TASK INSTRUCTIONS:
Lines from the beginning of the entries up to and including the one with "negative clicks: (359, 804) (343, 723)" must be duplicated word for word; leave out all others.

***** INFORMATION SUPPLIED *****

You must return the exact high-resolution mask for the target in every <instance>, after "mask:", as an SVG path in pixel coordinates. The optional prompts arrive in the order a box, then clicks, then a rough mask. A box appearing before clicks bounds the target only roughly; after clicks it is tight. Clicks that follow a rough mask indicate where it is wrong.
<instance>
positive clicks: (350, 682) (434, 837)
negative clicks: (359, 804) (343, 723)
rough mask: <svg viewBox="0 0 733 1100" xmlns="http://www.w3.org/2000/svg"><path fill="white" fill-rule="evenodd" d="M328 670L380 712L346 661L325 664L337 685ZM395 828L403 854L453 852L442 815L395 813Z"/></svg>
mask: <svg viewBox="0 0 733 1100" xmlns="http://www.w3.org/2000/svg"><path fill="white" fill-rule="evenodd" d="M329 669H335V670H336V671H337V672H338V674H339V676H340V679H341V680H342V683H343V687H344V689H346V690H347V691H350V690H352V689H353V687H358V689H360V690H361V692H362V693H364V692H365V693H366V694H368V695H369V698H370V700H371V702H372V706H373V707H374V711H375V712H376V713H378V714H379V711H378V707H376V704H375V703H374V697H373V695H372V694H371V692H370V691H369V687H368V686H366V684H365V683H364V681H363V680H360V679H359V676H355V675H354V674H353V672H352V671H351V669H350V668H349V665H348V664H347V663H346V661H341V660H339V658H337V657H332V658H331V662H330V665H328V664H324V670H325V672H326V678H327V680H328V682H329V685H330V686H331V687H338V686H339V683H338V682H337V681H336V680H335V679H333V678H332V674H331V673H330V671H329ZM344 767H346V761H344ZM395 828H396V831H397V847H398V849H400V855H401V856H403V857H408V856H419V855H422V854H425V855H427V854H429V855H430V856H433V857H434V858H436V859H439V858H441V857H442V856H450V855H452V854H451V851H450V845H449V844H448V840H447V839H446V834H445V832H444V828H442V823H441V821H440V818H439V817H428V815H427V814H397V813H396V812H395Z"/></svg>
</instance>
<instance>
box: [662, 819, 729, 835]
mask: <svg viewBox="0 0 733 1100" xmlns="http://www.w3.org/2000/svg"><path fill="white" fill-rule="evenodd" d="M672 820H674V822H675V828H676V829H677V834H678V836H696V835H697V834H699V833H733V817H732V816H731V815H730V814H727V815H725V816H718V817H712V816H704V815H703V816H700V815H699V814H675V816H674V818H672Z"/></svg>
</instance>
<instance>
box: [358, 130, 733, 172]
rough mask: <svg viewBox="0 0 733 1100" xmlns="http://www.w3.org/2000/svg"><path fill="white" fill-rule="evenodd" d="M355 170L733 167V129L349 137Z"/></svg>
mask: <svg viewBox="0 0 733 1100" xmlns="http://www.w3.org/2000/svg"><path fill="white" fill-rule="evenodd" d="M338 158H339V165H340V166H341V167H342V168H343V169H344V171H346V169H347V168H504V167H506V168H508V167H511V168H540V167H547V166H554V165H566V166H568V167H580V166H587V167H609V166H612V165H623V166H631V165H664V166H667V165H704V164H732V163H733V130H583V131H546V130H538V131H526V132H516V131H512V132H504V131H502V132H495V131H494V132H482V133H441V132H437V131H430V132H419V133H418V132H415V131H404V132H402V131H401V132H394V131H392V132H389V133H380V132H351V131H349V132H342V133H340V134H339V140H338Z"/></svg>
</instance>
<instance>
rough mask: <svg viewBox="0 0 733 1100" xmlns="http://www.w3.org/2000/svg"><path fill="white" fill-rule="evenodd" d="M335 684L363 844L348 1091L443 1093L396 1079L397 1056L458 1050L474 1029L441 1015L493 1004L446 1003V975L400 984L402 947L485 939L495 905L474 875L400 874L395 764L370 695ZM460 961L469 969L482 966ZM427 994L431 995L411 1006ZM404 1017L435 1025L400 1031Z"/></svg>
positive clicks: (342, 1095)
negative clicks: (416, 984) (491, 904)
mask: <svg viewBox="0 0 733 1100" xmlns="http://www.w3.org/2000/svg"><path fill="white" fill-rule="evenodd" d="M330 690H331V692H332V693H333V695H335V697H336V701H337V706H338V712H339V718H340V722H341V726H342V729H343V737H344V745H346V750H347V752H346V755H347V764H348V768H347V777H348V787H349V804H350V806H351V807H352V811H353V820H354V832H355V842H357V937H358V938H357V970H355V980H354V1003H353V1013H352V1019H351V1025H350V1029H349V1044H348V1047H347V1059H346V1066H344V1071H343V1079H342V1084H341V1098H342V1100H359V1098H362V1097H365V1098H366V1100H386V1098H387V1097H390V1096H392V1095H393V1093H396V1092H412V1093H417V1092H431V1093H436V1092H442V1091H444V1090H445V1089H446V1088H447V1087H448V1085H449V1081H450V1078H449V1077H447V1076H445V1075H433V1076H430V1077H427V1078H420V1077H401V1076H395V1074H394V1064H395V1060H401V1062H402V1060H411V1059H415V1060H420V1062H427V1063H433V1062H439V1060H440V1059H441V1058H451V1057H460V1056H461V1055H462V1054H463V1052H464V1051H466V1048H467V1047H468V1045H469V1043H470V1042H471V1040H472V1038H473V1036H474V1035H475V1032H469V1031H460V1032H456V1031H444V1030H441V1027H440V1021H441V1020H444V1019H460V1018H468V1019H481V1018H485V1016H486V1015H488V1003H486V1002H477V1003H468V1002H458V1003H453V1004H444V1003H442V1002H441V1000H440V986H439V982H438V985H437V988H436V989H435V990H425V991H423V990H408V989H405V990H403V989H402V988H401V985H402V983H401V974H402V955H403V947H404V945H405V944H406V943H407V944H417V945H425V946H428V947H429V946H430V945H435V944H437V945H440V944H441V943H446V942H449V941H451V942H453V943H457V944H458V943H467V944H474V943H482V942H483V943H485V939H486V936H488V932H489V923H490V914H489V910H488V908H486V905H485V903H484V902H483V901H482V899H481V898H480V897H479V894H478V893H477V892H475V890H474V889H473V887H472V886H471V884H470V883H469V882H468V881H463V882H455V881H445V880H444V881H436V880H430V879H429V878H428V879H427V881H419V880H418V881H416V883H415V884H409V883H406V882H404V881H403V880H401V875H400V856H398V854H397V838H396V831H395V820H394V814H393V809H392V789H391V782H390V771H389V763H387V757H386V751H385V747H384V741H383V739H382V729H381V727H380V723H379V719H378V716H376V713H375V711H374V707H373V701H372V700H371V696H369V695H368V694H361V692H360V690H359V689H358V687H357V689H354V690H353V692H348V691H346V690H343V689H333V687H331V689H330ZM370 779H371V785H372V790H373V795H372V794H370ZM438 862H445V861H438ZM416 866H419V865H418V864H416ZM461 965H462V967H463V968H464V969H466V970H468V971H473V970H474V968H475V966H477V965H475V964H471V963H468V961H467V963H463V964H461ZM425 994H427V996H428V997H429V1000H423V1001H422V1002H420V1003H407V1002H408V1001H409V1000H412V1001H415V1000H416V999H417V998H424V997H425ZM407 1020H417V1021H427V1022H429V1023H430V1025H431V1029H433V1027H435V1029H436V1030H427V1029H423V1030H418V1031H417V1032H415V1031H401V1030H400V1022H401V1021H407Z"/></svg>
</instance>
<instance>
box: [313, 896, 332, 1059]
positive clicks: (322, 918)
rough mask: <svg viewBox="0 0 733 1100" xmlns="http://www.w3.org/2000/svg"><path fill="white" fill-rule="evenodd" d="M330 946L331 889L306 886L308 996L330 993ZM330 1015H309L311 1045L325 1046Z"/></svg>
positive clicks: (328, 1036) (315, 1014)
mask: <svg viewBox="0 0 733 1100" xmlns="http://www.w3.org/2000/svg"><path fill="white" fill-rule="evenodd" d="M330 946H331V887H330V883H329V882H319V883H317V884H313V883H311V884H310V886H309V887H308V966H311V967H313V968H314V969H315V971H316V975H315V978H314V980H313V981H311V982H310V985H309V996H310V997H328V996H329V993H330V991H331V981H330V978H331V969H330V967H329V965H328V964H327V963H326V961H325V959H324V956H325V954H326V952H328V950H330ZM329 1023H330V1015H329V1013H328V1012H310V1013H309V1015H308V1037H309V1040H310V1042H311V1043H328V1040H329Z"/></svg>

*****

FINISHED TASK:
You must return the exact high-resolution mask for the target in every <instance>, after "mask:", as an SVG path in pixel coordinates. The optional prompts arrive in the order a box, then clicks, then a rough mask. A box appearing before clicks bounds the target only roughly; after clicks it is tight. Clicks that follow a rough mask indicate where it is wrong.
<instance>
positive clicks: (350, 682) (434, 837)
negative clicks: (359, 804) (343, 723)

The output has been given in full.